_Aim of the exercise_.
Give every line of the items below as a JSON list of strings, one string per line, with blank lines left out.

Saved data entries

----------

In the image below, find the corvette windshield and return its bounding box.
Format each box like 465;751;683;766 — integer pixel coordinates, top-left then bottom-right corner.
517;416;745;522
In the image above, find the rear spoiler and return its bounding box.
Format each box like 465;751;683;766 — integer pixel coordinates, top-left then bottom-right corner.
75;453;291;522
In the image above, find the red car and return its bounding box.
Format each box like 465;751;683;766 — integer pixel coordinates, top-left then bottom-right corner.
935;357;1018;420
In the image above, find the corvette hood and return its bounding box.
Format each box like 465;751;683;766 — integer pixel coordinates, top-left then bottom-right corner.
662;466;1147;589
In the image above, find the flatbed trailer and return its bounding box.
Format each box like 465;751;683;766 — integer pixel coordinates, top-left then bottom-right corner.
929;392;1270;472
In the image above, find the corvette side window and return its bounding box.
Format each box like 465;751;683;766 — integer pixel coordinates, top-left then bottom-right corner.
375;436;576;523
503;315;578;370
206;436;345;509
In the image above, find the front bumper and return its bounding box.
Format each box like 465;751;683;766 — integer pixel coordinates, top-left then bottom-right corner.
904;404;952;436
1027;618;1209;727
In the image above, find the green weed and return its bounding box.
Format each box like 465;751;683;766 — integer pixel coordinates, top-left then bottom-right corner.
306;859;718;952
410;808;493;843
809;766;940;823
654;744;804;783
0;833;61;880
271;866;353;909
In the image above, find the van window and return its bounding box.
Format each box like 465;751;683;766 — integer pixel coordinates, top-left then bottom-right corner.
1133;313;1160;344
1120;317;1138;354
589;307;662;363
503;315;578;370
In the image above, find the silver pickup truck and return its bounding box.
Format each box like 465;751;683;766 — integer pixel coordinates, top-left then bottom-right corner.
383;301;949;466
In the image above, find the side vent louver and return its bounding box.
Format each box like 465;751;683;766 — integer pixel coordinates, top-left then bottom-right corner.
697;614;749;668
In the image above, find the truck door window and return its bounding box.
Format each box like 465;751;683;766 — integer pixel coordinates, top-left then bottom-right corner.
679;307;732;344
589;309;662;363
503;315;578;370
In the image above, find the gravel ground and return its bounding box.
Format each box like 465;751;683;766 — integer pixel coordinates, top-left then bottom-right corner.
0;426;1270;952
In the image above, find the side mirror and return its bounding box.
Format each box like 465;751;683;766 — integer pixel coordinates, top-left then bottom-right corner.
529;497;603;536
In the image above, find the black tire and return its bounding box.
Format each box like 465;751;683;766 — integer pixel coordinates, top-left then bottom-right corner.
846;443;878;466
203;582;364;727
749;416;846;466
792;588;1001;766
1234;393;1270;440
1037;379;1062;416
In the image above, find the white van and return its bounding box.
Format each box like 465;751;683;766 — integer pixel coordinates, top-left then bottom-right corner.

----------

_Final result_.
[
  "In the image below, find the corvette windshield and return its bounding box.",
  "Format each box like 465;751;683;766 — integer pixel coordinates, top-left then bottom-right corner.",
  "517;416;745;522",
  "In the image above, find the rear spoiler and return its bounding box.",
  "Format each box like 465;751;683;766 — integer pixel coordinates, top-left then bottom-right corner.",
  "75;453;291;522",
  "In the image above, find the red car and return its bounding box.",
  "Format each box like 465;751;683;766 — integer pixel coordinates, top-left then bottom-right corner.",
  "935;357;1018;420",
  "In the image above, find the corvette hood and return its bounding box.",
  "Format each box like 465;751;683;766 — integer pixel coordinates, top-left then bottom-right corner.",
  "662;466;1147;589",
  "In the image above, find the flatbed trailer and return its bounding box.",
  "Format each box like 465;751;683;766 — integer pixel coordinates, top-left then bottom-right corner.",
  "929;392;1270;472",
  "In the image above, find the corvette side window and return its bounding box.",
  "Format each box like 465;751;683;766 — integer pixel coordinates, top-left then bottom-right corner.",
  "375;436;576;523",
  "503;315;578;370",
  "206;436;345;509",
  "In the image above, find the front bumper and return its bounding box.",
  "Format each box like 465;751;683;766 — integer pixel coordinates, top-left then bottom-right corner.",
  "904;404;952;436",
  "1027;618;1209;727",
  "In the image above, find the green weed and return its bounding box.",
  "Format each box like 465;751;683;766 — integer pixel coordinates, top-left then bottom-right corner.",
  "306;859;718;952",
  "410;808;493;843",
  "809;766;940;823",
  "654;744;804;783",
  "0;833;61;880",
  "271;866;353;909",
  "In the image above, find the van window and return its bounding box.",
  "Format each box like 465;751;683;766 — integer pixel coordinates, top-left then bottom-right corner.",
  "1133;313;1160;344",
  "1120;317;1138;354",
  "589;307;662;363",
  "503;315;578;370",
  "In the image above, find the silver pickup truck and return its bounding box.",
  "Format each box like 465;751;683;766 — integer pixel coordinates, top-left then bottom-right corner.",
  "383;301;949;466",
  "In the image above, find the side vent louver and return its bounding box.",
  "Format each box like 465;751;683;766 — integer pixel coordinates, top-left then bottom-right corner.",
  "697;614;749;668",
  "In the image above, find the truck door window and return its bounding box.",
  "Format each box like 465;751;683;766 — integer pixel coordinates, top-left then bottom-right corner.",
  "679;307;732;344",
  "589;309;662;363",
  "503;315;578;370",
  "In the image above, find the gravel ground and return its bounding box.",
  "Format each box like 465;751;683;766 — integer pixel coordinates, top-left then bottom-right corner.",
  "0;426;1270;952",
  "In the image above, find the side mirror and return its bounding box.",
  "Format each box like 465;751;683;766 — integer pixel coordinates, top-left then bottom-right corner.",
  "529;497;603;536",
  "In the image above, find the black tire and return its bounding box.",
  "Format each box like 465;751;683;766 — integer pixel coordinates, top-left then bottom-right corner.",
  "846;443;878;466",
  "203;582;364;727",
  "749;416;846;466",
  "792;588;1001;766",
  "1234;393;1270;440",
  "1037;379;1062;416",
  "In the image above, find the white van and return its bounding box.",
  "Format each box like 465;751;683;766 — integer pixel coordinates, top-left then bottom-right corner."
]